_Tarefa A_
Responda, com base no trecho, a estas três perguntas:
(i) De que país é o jovem sacerdote mencionado no início?
(ii) Quem é o autor e em que veículo foi publicado?
(iii) Para qual cargo o cardeal Kevin Farrell foi selecionado?

_Trecho do texto_
++++++

02 Junho 2017
O mais novo e um dos principais representantes do Dicastério para Leigos, Família e Vida é um jovem sacerdote brasileiro, que não só está em sintonia as ideias e perspectivas do Papa Francisco, mas tem uma longa história de amizade e colaboração com o pontífice.
A reportagem é de Austen Ivereigh, publicada por Crux, 01-06-2017. A tradução é de Luísa Flores Somavilla
É só falar com pessoas próximas ao Papa Francisco sobre a Reforma do Vaticano e ouve-se muitas vezes que há uma frustração dele por ter chamado poucas pessoas que compartilham de sua visão e perspectiva para cargos importantes.
Os que foram chamados - como o ex-bispo de Dallas, o cardeal Kevin Farrell, selecionado para ser prefeito do novo dicastério para os leigos, a família e a vida em agosto do ano passado - foram recomendados por outras pessoas e não eram conhecidos do Papa.

++++++

_Dados exibidos_
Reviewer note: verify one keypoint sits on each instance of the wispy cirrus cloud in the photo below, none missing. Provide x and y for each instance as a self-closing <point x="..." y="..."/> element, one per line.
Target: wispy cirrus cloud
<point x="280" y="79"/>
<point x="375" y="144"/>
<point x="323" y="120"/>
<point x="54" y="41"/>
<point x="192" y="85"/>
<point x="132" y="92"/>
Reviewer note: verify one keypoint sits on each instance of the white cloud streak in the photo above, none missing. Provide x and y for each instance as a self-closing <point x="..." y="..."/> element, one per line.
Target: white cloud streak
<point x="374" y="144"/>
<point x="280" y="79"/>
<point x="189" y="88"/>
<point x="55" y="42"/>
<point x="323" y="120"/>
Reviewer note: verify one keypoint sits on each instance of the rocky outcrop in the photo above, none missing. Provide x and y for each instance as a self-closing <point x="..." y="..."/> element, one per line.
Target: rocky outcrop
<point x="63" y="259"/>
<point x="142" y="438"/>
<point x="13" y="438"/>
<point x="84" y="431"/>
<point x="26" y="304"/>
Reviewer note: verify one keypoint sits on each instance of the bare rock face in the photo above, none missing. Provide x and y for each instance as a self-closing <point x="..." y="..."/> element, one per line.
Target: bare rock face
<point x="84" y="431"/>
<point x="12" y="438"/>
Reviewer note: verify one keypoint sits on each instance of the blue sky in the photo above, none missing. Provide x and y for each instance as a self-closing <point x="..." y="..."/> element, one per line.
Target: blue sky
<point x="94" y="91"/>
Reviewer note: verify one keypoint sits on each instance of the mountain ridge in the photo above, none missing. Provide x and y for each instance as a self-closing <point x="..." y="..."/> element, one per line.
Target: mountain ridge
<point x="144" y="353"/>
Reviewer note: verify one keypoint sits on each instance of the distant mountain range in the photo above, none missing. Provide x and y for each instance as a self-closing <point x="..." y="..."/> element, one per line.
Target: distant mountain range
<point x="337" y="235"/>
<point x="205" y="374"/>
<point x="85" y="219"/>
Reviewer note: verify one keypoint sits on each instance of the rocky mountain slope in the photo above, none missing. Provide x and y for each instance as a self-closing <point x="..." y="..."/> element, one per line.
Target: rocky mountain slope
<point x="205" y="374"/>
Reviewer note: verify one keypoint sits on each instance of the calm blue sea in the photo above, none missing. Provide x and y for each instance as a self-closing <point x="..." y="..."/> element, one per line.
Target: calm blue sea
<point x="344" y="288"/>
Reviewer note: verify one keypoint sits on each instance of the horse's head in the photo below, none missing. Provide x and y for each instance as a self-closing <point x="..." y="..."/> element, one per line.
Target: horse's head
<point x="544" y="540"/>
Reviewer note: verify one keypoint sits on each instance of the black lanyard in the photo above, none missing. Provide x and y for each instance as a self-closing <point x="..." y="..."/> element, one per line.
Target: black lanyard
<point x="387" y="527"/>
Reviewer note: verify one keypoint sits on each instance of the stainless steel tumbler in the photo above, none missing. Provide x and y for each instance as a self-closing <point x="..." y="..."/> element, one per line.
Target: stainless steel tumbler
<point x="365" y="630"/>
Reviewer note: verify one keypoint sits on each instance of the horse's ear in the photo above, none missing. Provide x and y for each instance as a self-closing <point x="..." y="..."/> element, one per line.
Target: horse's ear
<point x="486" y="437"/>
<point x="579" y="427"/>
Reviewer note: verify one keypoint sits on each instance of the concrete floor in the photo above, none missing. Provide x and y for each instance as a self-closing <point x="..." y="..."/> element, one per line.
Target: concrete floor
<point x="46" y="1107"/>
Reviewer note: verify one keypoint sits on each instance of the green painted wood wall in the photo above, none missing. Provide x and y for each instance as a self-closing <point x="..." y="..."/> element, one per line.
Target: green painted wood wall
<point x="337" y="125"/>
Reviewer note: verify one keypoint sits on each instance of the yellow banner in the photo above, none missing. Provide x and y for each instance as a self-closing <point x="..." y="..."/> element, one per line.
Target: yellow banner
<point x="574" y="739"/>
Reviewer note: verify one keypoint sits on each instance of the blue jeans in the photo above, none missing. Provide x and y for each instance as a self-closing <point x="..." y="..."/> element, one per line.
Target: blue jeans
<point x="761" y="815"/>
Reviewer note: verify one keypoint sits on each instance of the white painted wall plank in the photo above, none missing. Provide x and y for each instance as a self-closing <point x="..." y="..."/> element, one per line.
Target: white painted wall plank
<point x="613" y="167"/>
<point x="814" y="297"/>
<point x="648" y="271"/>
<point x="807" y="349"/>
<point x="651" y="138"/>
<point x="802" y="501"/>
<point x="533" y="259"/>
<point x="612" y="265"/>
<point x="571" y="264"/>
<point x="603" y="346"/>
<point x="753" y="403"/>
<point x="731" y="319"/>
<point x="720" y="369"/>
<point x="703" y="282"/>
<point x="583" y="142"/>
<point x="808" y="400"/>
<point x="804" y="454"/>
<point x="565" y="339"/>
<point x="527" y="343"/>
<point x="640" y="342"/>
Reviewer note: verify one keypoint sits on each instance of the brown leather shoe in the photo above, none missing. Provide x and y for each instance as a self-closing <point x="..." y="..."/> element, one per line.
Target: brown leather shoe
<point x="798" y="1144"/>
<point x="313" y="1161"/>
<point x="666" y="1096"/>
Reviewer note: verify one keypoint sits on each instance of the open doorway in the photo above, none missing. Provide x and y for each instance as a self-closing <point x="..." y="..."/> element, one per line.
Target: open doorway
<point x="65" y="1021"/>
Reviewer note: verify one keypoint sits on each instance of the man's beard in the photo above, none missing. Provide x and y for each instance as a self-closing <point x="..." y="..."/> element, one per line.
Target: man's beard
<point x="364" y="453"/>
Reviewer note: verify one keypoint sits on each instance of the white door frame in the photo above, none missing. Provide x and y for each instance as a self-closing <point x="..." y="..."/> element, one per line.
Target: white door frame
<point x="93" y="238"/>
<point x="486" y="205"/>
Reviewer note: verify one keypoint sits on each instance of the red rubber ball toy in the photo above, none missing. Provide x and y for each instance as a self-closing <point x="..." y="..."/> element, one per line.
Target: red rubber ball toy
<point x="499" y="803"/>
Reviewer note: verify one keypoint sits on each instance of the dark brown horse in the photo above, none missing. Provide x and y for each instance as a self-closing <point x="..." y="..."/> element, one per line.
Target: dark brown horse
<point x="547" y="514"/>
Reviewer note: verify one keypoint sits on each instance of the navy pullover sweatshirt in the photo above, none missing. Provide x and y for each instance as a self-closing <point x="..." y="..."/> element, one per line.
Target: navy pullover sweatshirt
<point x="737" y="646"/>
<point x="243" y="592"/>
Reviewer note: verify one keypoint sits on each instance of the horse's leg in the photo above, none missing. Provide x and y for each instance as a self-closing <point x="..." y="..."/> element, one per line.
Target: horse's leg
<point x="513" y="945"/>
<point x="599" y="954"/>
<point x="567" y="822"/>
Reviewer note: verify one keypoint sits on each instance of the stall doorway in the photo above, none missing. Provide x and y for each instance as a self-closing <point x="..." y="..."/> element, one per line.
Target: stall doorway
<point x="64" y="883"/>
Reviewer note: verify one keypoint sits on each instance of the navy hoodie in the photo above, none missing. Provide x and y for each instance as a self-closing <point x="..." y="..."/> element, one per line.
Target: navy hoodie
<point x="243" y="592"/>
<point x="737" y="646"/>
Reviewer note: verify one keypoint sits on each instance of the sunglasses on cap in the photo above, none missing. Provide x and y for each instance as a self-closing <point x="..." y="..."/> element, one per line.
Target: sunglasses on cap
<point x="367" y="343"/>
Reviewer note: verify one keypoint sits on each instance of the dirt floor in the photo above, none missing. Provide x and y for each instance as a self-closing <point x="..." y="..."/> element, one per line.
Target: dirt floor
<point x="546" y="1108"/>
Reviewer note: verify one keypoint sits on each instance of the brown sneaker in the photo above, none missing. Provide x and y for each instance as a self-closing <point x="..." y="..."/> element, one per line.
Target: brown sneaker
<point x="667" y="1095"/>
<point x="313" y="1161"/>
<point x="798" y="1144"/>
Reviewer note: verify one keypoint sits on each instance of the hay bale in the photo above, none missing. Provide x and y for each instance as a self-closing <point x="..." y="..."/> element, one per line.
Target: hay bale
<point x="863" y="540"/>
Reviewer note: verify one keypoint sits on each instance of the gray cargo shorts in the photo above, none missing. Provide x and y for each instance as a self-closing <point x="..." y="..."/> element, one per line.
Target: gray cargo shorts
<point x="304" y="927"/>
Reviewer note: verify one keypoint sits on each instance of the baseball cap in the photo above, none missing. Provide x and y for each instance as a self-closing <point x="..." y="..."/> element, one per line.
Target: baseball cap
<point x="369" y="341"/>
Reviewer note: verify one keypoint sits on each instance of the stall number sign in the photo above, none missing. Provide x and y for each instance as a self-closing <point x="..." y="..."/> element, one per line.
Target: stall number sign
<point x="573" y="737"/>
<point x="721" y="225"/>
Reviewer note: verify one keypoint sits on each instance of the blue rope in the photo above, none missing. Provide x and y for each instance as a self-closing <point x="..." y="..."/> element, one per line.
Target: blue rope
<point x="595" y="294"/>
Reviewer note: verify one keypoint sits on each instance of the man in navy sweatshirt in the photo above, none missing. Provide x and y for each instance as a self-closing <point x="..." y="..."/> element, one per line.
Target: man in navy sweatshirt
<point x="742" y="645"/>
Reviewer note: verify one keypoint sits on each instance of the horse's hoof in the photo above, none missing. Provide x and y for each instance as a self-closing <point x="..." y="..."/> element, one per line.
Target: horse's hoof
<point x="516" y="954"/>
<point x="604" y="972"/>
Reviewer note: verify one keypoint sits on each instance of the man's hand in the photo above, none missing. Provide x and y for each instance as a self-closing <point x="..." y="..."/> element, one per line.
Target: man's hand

++++++

_Tarefa B_
Informe somente quantas linhas das entradas contêm a palavra "hoof".

_Resposta A_
(i) Do Brasil.
(ii) Austen Ivereigh; foi publicado por Crux.
(iii) Prefeito do novo dicastério para os leigos, a família e a vida.

_Resposta B_
2